Do escorts count? I've had 15 escorts but that was five six yrs ago


----------



## Raulz0r (Jun 4, 2011)

A Big *0*


----------



## elvin jones (Dec 12, 2011)

This should have been an anonymous poll. I don't feel comfortable disclosing my number. Especially because there is someone I know in real life on here.


----------



## xTaylor (Aug 18, 2011)

1. I'm hoping to keep it that way, I'm still with him. Although, he is not too happy I've been his only one. V.v


----------



## Flonkas (Dec 29, 2010)

Only 2. And they were both girls I dated. It really doesn't matter how many people you boned though..


----------



## ramelxa (Nov 11, 2011)

0


----------



## estse (Nov 18, 2003)

Zero, man. Cool story, eh?


----------



## Lonelyguy (Nov 8, 2003)

Zero of course. I've grown too damn bitter to even care anymore.


----------



## Rossy (Jan 15, 2011)

Zero,I could not give a damn about sex.


----------



## NoName99 (Jul 3, 2011)

Sigh. :no


----------



## Neutrino (Apr 11, 2011)

37. Fo realz


----------



## Luka92 (Dec 13, 2011)

0


----------



## Black And Mild (Apr 11, 2011)

I'm not telling :b


----------



## Droidsteel (Mar 22, 2012)

Not a single girl in the thread has had zero. Most of the guys have had zero.

How depressing. Not trying to start a gender war but that does make me feel unfortunate to be born male  I bet every girl who posts in this thread will have had at least one.

I haven't had any by the way.


----------



## Black And Mild (Apr 11, 2011)

Droidsteel said:


> Not a single girl in the thread has had zero. Most of the guys have had zero.
> 
> How depressing. Not trying to start a gender war but that does make me feel unfortunate to be born male  I bet every girl who posts in this thread will have had at least one.
> 
> I haven't had any by the way.


*pat*

It's ok man.


----------



## Witan (Jun 13, 2009)

Goose egg.


----------



## AnxiousA (Oct 31, 2011)

Droidsteel said:


> Not a single girl in the thread has had zero. Most of the guys have had zero.
> 
> How depressing. Not trying to start a gender war but that does make me feel unfortunate to be born male  I bet every girl who posts in this thread will have had at least one.
:::::
#### Problems
• 1. In the forum thread, list the usernames of the posters whose reply starts with the word "Zero".
• 2. Arrange the rows, everything from the line containing "Does the image above contain any white" down to the line containing "0, 0, 422, 121", as a two-column CSV with the columns request and answer. Make one line for each request, put each value in a single quoted field, and turn line breaks into spaces.
The rows that come next have no connection to the forum thread.

#### Data lines
:::::
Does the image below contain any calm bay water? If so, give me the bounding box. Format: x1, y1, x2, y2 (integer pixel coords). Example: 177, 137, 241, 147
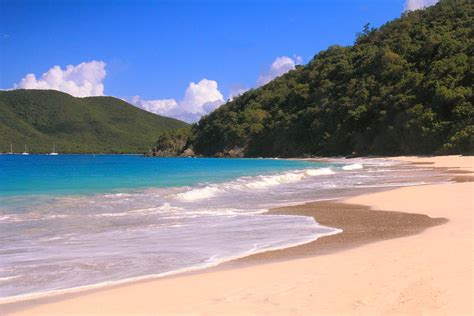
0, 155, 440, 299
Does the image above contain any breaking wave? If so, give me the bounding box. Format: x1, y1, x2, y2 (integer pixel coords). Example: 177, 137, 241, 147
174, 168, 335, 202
:::::
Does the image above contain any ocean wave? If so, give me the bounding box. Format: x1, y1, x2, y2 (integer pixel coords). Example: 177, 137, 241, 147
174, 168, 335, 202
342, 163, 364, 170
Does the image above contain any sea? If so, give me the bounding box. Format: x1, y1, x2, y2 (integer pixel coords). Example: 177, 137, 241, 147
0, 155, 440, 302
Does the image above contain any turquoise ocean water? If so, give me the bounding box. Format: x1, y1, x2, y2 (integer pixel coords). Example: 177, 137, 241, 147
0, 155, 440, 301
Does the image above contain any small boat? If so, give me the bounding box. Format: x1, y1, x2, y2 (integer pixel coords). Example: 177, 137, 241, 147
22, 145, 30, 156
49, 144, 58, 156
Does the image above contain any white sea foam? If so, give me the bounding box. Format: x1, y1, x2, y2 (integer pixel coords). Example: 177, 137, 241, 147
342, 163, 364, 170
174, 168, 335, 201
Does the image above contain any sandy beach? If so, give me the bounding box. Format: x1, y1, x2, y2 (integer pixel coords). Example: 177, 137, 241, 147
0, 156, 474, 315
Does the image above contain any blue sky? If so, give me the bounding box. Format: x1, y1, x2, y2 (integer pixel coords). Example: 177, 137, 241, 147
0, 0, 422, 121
:::::
#### Answer set
• 1. estse, Lonelyguy, Rossy

• 2.
request,answer
"Does the image above contain any white sea foam? If so, give me the bounding box. Format: x1, y1, x2, y2 (integer pixel coords). Example: 177, 137, 241, 147","342, 163, 364, 170 174, 168, 335, 201"
"Does the image above contain any sandy beach? If so, give me the bounding box. Format: x1, y1, x2, y2 (integer pixel coords). Example: 177, 137, 241, 147","0, 156, 474, 315"
"Does the image above contain any blue sky? If so, give me the bounding box. Format: x1, y1, x2, y2 (integer pixel coords). Example: 177, 137, 241, 147","0, 0, 422, 121"